The problem
Rescale every line from the start of the items through the line that contains "800 544 L 800", inclusive. Keep all the text unchanged, but multiply each number in the answers (the viewBox dimensions and path coordinates) by 2.5, round to whole numbers with halves going up, and leave the pictures out.

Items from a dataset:
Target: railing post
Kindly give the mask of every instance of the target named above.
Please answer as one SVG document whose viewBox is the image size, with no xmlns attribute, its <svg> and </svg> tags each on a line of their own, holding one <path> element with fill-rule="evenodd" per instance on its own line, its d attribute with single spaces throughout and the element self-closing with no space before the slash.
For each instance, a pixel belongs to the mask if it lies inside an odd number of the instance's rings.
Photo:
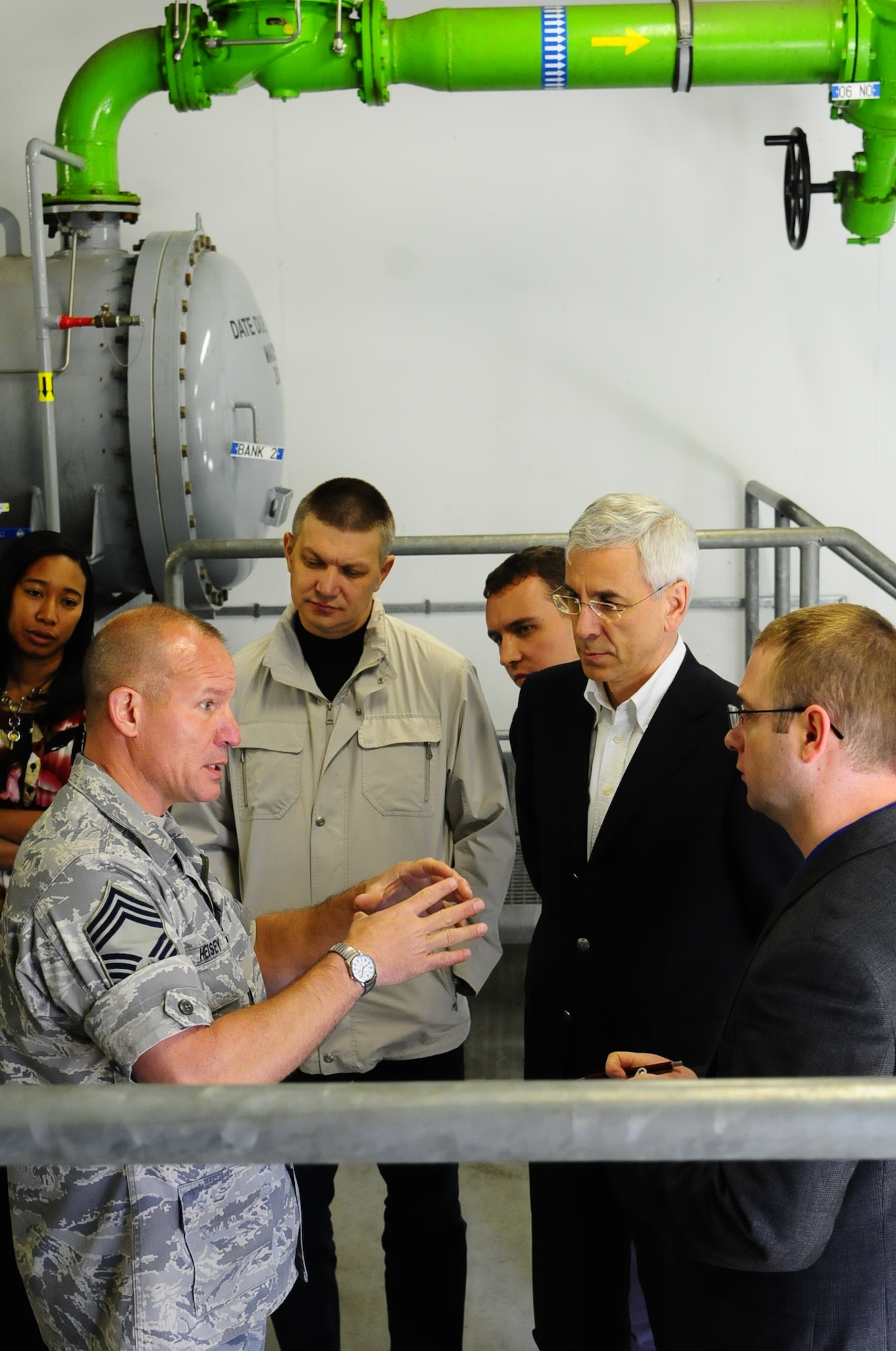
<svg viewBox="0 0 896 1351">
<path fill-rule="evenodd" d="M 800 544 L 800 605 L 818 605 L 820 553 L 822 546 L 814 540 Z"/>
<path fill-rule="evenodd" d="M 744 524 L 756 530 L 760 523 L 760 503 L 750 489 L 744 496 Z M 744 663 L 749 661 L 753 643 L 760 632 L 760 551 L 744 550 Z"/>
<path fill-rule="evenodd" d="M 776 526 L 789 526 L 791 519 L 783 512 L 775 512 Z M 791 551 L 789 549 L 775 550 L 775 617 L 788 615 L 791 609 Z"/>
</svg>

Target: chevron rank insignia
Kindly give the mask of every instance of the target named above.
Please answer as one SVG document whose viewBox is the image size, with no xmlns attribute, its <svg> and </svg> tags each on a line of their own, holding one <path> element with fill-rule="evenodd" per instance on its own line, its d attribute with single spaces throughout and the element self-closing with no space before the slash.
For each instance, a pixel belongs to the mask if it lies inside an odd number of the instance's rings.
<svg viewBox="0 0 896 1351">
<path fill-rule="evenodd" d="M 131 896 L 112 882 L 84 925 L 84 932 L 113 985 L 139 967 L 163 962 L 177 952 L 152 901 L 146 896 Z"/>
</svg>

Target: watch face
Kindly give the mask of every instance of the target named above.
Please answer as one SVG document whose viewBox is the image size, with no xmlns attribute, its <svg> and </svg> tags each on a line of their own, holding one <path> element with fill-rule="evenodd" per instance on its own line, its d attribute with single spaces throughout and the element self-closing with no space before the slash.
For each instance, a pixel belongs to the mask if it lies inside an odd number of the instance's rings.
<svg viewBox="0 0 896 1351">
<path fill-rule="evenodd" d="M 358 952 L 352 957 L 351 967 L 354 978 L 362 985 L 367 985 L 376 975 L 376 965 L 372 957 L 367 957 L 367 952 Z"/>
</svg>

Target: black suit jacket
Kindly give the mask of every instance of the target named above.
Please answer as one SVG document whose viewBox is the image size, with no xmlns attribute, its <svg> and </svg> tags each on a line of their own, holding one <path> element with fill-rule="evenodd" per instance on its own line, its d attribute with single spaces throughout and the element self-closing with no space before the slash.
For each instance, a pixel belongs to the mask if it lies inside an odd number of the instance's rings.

Output for this task
Target: railing post
Kindly give the mask of every instance of the target named above.
Please answer as one SVG document whose viewBox is the image size, with no xmlns attribute, its <svg> and </svg> tags each on a line of their own, holding one <path> element with fill-rule="evenodd" per instance on its own line, its d attribute with single spaces throughout and the element self-closing with no space before the slash.
For each instance, a pixel belongs to the mask if it lies inside an odd number of the instance's rings.
Photo:
<svg viewBox="0 0 2240 3378">
<path fill-rule="evenodd" d="M 2000 1360 L 2000 1513 L 2045 1513 L 2050 1383 L 2055 1365 L 2035 1350 Z"/>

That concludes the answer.